— Start —
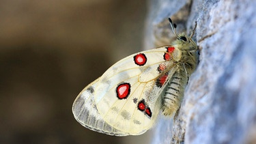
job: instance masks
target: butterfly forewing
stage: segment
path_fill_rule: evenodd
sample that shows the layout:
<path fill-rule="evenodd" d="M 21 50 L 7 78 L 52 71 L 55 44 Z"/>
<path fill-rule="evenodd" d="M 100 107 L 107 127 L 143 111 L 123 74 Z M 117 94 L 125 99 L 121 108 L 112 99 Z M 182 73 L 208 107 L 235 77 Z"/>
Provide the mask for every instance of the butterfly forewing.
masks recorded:
<path fill-rule="evenodd" d="M 189 76 L 198 63 L 190 36 L 177 35 L 172 46 L 143 51 L 117 62 L 87 86 L 72 111 L 83 126 L 110 135 L 138 135 L 152 127 L 160 111 L 171 116 L 180 108 Z"/>
<path fill-rule="evenodd" d="M 173 74 L 171 70 L 175 69 L 171 60 L 165 59 L 166 53 L 167 46 L 163 46 L 130 55 L 100 78 L 94 96 L 107 124 L 132 135 L 154 125 L 161 109 L 159 96 Z M 158 85 L 160 76 L 163 78 Z"/>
— End —
- **DIRECTIONS**
Copy the data above line for line, without any changes, and leave the picture out of your answer.

- **TASK RESULT**
job: instance masks
target: butterfly forewing
stage: segment
path_fill_rule: evenodd
sample that shows the layout:
<path fill-rule="evenodd" d="M 21 50 L 7 78 L 52 71 L 55 44 Z"/>
<path fill-rule="evenodd" d="M 100 107 L 107 127 L 143 111 L 123 74 Z M 117 94 L 125 99 L 121 108 L 112 99 Z M 182 73 L 208 107 L 235 77 Z"/>
Provide the mask for every instance of the butterfly forewing.
masks recorded:
<path fill-rule="evenodd" d="M 189 76 L 198 63 L 190 36 L 177 35 L 172 46 L 143 51 L 117 62 L 87 86 L 72 111 L 83 126 L 110 135 L 138 135 L 152 127 L 160 111 L 171 116 L 180 108 Z"/>
<path fill-rule="evenodd" d="M 173 74 L 171 70 L 175 69 L 171 60 L 165 59 L 166 53 L 167 46 L 163 46 L 130 55 L 100 78 L 94 96 L 107 124 L 132 135 L 154 125 L 161 109 L 159 96 Z M 158 85 L 160 76 L 163 78 Z"/>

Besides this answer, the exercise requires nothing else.